**INSTRUCTION:**
Return every line of the material below as a JSON array of strings, one string per line, leaving out blank lines.

══ DATA TO USE

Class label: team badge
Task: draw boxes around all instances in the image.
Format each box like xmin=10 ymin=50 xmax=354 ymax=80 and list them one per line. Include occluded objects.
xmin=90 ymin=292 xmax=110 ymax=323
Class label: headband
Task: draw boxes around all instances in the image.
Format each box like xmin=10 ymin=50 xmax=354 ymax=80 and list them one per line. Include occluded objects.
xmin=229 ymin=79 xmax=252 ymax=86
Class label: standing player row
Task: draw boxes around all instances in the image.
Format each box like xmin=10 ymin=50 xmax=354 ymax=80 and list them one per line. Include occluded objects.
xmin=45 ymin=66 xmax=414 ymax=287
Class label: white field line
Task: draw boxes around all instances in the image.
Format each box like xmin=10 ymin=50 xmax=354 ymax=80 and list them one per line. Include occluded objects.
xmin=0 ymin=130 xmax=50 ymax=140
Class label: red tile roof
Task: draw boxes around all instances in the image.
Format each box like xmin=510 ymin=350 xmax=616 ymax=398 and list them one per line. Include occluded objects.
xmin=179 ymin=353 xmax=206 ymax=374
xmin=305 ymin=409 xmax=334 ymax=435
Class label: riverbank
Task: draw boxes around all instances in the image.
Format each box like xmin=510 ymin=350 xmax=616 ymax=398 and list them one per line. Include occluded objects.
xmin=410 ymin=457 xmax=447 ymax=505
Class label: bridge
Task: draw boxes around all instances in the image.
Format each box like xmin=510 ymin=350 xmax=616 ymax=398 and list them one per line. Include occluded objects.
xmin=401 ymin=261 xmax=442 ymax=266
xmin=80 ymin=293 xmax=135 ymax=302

════

**ANSWER IN FULL:**
[
  "Class label: team badge",
  "Task: draw boxes around all instances in the image.",
  "Format each box like xmin=10 ymin=50 xmax=354 ymax=80 and list them one per line. Include occluded objects.",
  "xmin=90 ymin=292 xmax=110 ymax=323",
  "Class label: headband",
  "Task: draw boxes around all instances in the image.",
  "Format each box like xmin=10 ymin=50 xmax=354 ymax=80 and list them one per line. Include occluded objects.",
  "xmin=229 ymin=79 xmax=252 ymax=86",
  "Class label: standing player row",
  "Task: draw boxes around all instances in the image.",
  "Format each box like xmin=10 ymin=50 xmax=354 ymax=80 and list them one per line. Include occluded objects.",
  "xmin=45 ymin=66 xmax=414 ymax=287",
  "Class label: white field line",
  "Task: draw boxes around all instances in the image.",
  "Format each box like xmin=10 ymin=50 xmax=354 ymax=80 and list them one per line. Include occluded objects.",
  "xmin=0 ymin=130 xmax=50 ymax=140",
  "Class label: red tile roof",
  "Task: draw boxes around all instances in the image.",
  "Format each box like xmin=510 ymin=350 xmax=616 ymax=398 and list them one per line. Include occluded objects.",
  "xmin=179 ymin=353 xmax=206 ymax=374",
  "xmin=305 ymin=409 xmax=334 ymax=435",
  "Class label: riverbank",
  "Task: draw boxes around all instances in the image.",
  "Format each box like xmin=510 ymin=350 xmax=616 ymax=398 and list them one per line. Include occluded objects.",
  "xmin=410 ymin=457 xmax=447 ymax=505",
  "Class label: bridge",
  "Task: draw boxes around all instances in the image.",
  "Format each box like xmin=510 ymin=350 xmax=616 ymax=398 and list them one per line. Include occluded objects.",
  "xmin=401 ymin=261 xmax=442 ymax=266",
  "xmin=80 ymin=293 xmax=135 ymax=302"
]